**取り組むこと**
1 – 大学合格実績の文章から、「写真=東京都市大学付属中学校高等学校」を含む言葉で始まり「た形で見ていくことが重要だ。」で終わる部分をそのまま抜き出してください。
2 – 大学合格実績の文章について、次の問いに答えてください。
(a) 写真はどの学校のものですか。
(b) 今年の大学合格実績を何年前と比べていますか。
(c) 評価の違いを説明するために例に出された学校は、東大合格者を何人出していますか。

**読む文章**
------------------------------------------------------------
伸びている学校はここだ! 2010年と2020年の大学合格者数を比較 総合第1位は東京都市大付!早稲田大でトップなど難関7大学でランクイン

伸びている学校はここだ! 2010年と2020年の大学合格者数を比較 総合第1位は東京都市大付!早稲田大でトップなど難関7大学でランクイン

写真=東京都市大学付属中学校高等学校

学校選びで注目したいのが大学合格実績だ。大学合格実績は学校の教育力を見極めるのに重要なデータになる。ここで注意したいのは、今年の入試結果だけで判断しないということだ。過去から近年にかけての動向を追うことによって、学校が伸びているのかどうかをチェックしよう。ここでは、今年と10年前の大学合格実績を比べ、伸びている学校はどこかを探っていく。

皆さんはどうやって志望校を決めているのだろうか。楽しい学校生活を送るために、学校に求めるものは何か。将来やりたいことが勉強できる学校、部活動が盛んな学校、家から通いやすい学校、自分の成績に合った学校――いろいろな基準で学校を見ることが大切だ。

ここではたくさんある基準の中から、大学合格実績に焦点を当て「伸びている学校」を見ていこう。合格実績の数字を追うだけでなく、自分の目指している進路とあわせて見てほしい。その学校の特色が、生徒を送り出す大学の傾向と関係していることも少なくない。大学合格実績を知ることは、その学校のことをよく知るきっかけにもなる。国公立大に強いのか、理系の大学に合格者が多いのかなどでも学校の教育方針が明らかになる。

ただ、前年度の合格実績だけを見て手っ取り早く判断しては、誤った評価をしてしまう可能性もある。例えば、東大合格者1人を出した学校があったとする。これが1年限りのものだった場合と、毎年コンスタントに東大合格者1人を輩出している場合とでは、学校の評価は大きく変わってくる。前者であれば、たまたま優秀な生徒が在籍していただけで、学校の指導による実績とは考えにくいこともある。後者であれば「学校の教育力」が高いというのが自然な判断だろう。教育力の低い学校で、毎年連続して東大合格者が出ることはあまり考えられないからだ。このように、学校の合格実績を正確に知るためには、過去のデータも含めた形で見ていくことが重要だ。
------------------------------------------------------------
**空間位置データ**
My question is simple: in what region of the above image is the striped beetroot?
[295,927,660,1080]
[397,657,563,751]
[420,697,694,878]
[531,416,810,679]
------------------------------------------------------------
**解答一覧**
1 –
写真=東京都市大学付属中学校高等学校

学校選びで注目したいのが大学合格実績だ。大学合格実績は学校の教育力を見極めるのに重要なデータになる。ここで注意したいのは、今年の入試結果だけで判断しないということだ。過去から近年にかけての動向を追うことによって、学校が伸びているのかどうかをチェックしよう。ここでは、今年と10年前の大学合格実績を比べ、伸びている学校はどこかを探っていく。

皆さんはどうやって志望校を決めているのだろうか。楽しい学校生活を送るために、学校に求めるものは何か。将来やりたいことが勉強できる学校、部活動が盛んな学校、家から通いやすい学校、自分の成績に合った学校――いろいろな基準で学校を見ることが大切だ。

ここではたくさんある基準の中から、大学合格実績に焦点を当て「伸びている学校」を見ていこう。合格実績の数字を追うだけでなく、自分の目指している進路とあわせて見てほしい。その学校の特色が、生徒を送り出す大学の傾向と関係していることも少なくない。大学合格実績を知ることは、その学校のことをよく知るきっかけにもなる。国公立大に強いのか、理系の大学に合格者が多いのかなどでも学校の教育方針が明らかになる。

ただ、前年度の合格実績だけを見て手っ取り早く判断しては、誤った評価をしてしまう可能性もある。例えば、東大合格者1人を出した学校があったとする。これが1年限りのものだった場合と、毎年コンスタントに東大合格者1人を輩出している場合とでは、学校の評価は大きく変わってくる。前者であれば、たまたま優秀な生徒が在籍していただけで、学校の指導による実績とは考えにくいこともある。後者であれば「学校の教育力」が高いというのが自然な判断だろう。教育力の低い学校で、毎年連続して東大合格者が出ることはあまり考えられないからだ。このように、学校の合格実績を正確に知るためには、過去のデータも含めた形で見ていくことが重要だ。

2 –
(a) 東京都市大学付属中学校高等学校
(b) 10年前
(c) 1人